§ Required tasks:
**a)** In the parliamentary speech extract, why does the speaker say that keeping up quality at an average cost of £1,300 per person for the over-25s would need a rather good explanation? Answer in one to three sentences.
**b)** Reproduce everything from "There is also" down to "a mistaken view." in the parliamentary speech extract, word for word.

This must have been a fairly recent change of outlook. If we look at the Secretary of State's Answer to my honourable friend Mr. Keetch during Question Time on 9th July, it will be seen that he said: Attending for interview is compulsory, but taking one of the options available … is not".—[Official Report, Commons, 9/7/98; col. 1223.] Can the Minister tell us when the Secretary of State changed his mind between 9th July and today, and what reasons led him to make that change? This is a matter of some legitimate interest. I believe that the difference between those words is particularly clear.

The issue of quality depends largely on the question of cost. I will accept what the noble Baroness, Lady Hayman, told me during the debate on the Statement on the Utting report. It was said in a slightly different context, but the point is the same. She said that the relationship between cost and quality is not exactly a constant. However, the fact that there is such a relationship is, I hope, something that the Minister will not consider denying.

For the 18-to-24 age group the average cost of the employment option is £2,000 per person. For the other three categories, the average cost of those options is £4,000 per person. However, in the specification document for the pilots as regards this option for the over-25s the average cost is £1,300 per person. It may be possible, by a quite remarkable exercise of what Whitehall misleadingly describes as efficiency, for quality to be kept up even with that dramatic reduction in costs. But if that is possible, it would need a rather good explanation. I look forward to hearing the Minister provide it.

There is also a question about the length of time for which training is available. As far as I can understand—I believe the Minister's mention of 13 weeks probably tended to confirm my view—there is no guarantee of training being available beyond 13 weeks. Indeed, we have been advised that training may under this option last as little as one day. I very much hope that the Minister can assure me that that is a mistaken view.

The Minister also talked about learning lessons from the welfare-to-work projects applied to the 18-to-24 age group. That is well worth considering. We were told that the gateway should not last beyond four months, yet 20 per cent. of those on the under-25s pilots who went into the gateway in January were still there in August. As anyone who drives around London will know, gateways tend to involve traffic jams.

§ Record excerpts:
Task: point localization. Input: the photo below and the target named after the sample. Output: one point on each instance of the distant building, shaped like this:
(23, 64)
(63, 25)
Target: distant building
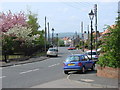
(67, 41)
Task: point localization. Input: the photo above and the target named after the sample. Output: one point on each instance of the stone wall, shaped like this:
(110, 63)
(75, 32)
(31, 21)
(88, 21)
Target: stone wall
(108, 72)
* * *
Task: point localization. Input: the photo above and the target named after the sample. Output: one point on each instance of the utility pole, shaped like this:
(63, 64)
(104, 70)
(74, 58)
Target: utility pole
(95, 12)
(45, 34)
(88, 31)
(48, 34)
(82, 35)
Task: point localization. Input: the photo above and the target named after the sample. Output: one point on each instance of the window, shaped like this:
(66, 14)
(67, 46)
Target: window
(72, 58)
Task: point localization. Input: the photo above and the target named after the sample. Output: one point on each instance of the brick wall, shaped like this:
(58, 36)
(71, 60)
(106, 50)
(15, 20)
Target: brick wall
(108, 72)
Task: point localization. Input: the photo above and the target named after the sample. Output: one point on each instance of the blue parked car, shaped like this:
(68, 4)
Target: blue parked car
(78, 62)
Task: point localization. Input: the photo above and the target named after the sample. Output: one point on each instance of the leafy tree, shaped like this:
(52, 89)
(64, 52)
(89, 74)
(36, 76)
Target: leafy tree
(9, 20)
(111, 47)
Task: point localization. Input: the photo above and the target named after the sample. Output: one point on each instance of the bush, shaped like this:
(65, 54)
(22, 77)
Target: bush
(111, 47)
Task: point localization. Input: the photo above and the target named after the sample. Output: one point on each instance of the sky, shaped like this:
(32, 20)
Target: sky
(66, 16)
* * *
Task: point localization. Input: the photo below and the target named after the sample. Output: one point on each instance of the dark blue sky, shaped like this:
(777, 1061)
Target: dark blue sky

§ Answers for this exercise:
**a)** The speaker holds that quality depends largely on cost. The £1,300 figure is a dramatic reduction from the £2,000 average for the employment option for 18-to-24-year-olds and the £4,000 average for the other three categories. Keeping quality up despite that cut would take a quite remarkable exercise of efficiency.

**b)**
There is also a question about the length of time for which training is available. As far as I can understand—I believe the Minister's mention of 13 weeks probably tended to confirm my view—there is no guarantee of training being available beyond 13 weeks. Indeed, we have been advised that training may under this option last as little as one day. I very much hope that the Minister can assure me that that is a mistaken view.